**Data to examine:**

-- -- --

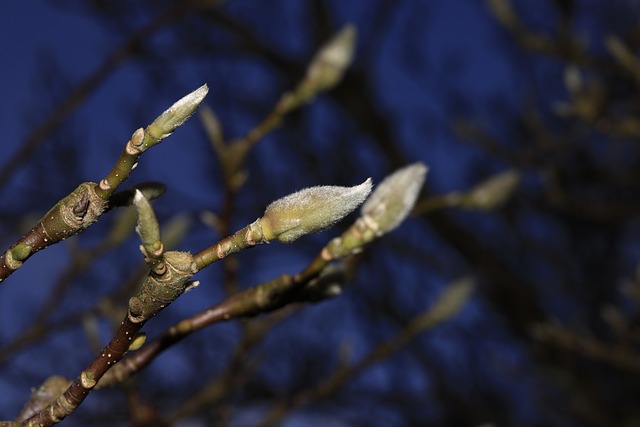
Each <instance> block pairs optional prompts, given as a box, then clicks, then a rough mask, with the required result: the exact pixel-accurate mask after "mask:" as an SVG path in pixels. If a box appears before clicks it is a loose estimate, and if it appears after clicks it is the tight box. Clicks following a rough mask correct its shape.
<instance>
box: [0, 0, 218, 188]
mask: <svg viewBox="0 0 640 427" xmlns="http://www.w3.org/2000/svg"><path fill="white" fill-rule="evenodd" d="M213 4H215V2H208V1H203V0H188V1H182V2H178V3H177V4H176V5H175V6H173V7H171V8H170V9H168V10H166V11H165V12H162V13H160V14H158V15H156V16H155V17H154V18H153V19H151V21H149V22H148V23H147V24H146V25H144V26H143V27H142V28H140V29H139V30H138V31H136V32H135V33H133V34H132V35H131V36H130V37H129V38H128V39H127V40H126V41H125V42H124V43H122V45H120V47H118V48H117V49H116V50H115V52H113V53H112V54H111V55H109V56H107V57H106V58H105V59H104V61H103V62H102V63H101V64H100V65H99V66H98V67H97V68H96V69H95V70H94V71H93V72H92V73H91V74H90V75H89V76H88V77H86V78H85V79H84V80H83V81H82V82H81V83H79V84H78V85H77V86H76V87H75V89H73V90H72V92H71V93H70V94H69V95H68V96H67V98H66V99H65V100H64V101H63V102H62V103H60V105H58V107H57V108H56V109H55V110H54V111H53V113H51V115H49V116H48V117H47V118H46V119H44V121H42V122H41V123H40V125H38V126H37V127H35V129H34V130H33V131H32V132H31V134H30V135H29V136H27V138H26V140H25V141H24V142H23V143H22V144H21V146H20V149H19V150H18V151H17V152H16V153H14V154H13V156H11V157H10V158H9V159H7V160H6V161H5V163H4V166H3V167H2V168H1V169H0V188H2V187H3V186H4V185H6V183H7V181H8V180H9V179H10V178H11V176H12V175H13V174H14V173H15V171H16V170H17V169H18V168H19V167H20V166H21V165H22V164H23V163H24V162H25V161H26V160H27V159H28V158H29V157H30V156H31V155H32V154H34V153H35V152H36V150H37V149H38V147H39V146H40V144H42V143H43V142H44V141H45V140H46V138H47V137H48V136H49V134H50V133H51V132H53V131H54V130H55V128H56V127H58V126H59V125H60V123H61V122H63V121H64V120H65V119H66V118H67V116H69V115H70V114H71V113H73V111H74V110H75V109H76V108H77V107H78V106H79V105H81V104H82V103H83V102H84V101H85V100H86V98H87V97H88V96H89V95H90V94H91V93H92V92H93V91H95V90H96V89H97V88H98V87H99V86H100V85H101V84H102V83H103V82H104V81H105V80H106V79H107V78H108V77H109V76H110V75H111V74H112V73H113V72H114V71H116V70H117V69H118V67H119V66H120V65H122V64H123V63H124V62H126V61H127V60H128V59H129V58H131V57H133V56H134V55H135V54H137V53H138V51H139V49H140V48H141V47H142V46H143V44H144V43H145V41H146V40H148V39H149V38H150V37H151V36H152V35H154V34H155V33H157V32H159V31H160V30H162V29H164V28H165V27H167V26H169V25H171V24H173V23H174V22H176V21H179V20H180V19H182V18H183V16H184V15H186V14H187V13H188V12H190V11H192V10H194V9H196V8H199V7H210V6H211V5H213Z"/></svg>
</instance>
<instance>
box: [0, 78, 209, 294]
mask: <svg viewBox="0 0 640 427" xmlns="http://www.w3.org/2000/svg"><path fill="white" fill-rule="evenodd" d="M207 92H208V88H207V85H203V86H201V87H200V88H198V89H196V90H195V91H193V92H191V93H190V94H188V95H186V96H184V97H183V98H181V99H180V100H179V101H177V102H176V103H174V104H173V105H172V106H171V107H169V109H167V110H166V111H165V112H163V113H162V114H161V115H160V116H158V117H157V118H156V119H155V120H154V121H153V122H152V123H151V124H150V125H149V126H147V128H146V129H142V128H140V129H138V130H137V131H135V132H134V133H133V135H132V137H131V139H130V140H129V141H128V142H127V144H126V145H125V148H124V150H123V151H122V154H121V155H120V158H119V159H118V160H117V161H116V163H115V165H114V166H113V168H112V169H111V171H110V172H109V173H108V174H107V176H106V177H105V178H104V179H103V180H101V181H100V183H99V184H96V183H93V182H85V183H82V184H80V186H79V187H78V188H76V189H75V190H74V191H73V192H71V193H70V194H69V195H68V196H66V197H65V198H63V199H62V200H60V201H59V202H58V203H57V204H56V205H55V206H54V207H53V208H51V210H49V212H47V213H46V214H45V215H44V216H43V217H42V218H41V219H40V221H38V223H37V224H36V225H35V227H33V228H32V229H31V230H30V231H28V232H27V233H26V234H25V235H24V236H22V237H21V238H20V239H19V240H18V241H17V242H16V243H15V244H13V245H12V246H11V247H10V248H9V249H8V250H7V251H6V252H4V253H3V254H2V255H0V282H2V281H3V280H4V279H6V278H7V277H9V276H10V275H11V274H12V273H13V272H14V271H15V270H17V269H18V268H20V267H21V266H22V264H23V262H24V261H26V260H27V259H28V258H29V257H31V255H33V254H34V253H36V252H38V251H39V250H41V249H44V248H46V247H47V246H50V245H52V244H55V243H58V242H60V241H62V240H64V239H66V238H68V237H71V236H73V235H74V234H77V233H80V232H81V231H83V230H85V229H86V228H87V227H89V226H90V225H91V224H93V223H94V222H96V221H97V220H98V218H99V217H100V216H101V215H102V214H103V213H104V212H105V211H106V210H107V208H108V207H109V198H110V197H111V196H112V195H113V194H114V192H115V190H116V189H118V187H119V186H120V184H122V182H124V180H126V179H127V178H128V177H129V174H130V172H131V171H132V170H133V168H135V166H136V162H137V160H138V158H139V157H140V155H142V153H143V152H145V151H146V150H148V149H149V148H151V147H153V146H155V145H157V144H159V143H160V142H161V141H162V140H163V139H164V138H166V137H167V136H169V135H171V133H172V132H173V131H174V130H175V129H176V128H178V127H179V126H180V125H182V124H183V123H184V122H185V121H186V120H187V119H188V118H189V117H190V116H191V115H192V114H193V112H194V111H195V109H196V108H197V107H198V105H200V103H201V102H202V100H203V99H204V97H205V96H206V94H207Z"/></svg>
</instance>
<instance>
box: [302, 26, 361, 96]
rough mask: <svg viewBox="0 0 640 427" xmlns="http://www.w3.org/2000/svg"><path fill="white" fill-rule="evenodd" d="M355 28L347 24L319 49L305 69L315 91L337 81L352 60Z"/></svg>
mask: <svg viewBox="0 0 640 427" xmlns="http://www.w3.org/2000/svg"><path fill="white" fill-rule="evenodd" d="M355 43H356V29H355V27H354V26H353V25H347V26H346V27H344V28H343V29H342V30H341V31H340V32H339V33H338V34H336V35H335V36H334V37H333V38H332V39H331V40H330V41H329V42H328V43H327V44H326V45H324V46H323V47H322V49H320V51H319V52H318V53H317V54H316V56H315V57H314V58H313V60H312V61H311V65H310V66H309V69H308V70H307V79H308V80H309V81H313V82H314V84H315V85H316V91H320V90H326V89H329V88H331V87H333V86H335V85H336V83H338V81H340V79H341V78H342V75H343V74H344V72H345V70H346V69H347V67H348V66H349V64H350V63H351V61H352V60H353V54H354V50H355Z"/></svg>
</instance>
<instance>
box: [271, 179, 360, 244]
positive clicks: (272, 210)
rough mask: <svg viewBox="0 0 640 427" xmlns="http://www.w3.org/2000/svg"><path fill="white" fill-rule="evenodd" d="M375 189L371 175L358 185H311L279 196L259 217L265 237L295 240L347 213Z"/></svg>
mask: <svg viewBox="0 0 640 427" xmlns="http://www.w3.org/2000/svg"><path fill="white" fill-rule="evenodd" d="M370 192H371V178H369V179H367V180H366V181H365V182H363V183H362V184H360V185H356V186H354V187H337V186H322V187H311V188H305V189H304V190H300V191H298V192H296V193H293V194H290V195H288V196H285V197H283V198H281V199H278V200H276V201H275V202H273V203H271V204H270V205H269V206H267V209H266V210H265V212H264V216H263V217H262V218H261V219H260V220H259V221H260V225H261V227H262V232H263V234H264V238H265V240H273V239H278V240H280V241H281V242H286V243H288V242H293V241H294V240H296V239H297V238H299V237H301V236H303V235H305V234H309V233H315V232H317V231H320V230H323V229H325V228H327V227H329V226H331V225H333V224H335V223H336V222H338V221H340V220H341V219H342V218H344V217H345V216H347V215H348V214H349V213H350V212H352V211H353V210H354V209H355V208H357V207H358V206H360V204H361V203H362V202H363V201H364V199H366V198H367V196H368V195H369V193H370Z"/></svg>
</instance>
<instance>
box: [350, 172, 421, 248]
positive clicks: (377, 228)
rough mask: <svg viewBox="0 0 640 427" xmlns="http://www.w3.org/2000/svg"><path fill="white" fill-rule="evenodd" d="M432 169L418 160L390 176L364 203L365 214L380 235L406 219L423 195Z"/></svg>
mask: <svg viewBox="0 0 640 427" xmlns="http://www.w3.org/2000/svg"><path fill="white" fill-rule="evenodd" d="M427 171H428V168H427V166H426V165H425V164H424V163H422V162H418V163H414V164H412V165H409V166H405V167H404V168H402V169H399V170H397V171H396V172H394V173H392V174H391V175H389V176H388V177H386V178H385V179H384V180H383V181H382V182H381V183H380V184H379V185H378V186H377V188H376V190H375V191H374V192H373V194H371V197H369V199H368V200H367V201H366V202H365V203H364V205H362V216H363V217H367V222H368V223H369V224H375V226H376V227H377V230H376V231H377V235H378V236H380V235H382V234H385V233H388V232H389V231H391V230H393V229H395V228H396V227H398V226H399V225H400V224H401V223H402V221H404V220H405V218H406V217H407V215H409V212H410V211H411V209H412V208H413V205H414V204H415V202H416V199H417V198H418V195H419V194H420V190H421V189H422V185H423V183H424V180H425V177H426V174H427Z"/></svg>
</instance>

-- -- --

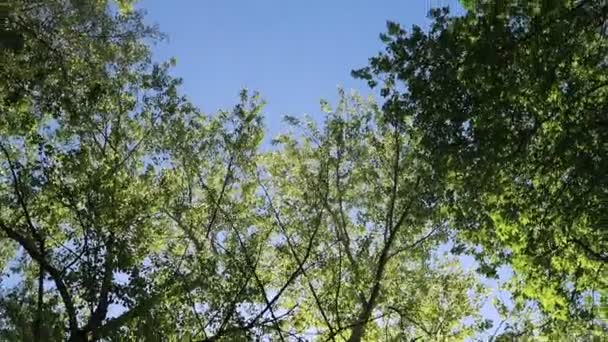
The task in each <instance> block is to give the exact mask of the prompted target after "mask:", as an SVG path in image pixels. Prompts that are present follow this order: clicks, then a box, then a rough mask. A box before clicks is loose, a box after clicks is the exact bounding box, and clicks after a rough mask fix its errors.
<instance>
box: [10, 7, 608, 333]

-- -- --

**What is being asked:** Your response should contain each line of the entries above that holds the string "positive".

**Solution to the exercise:**
positive clicks: (272, 210)
positive clicks: (377, 228)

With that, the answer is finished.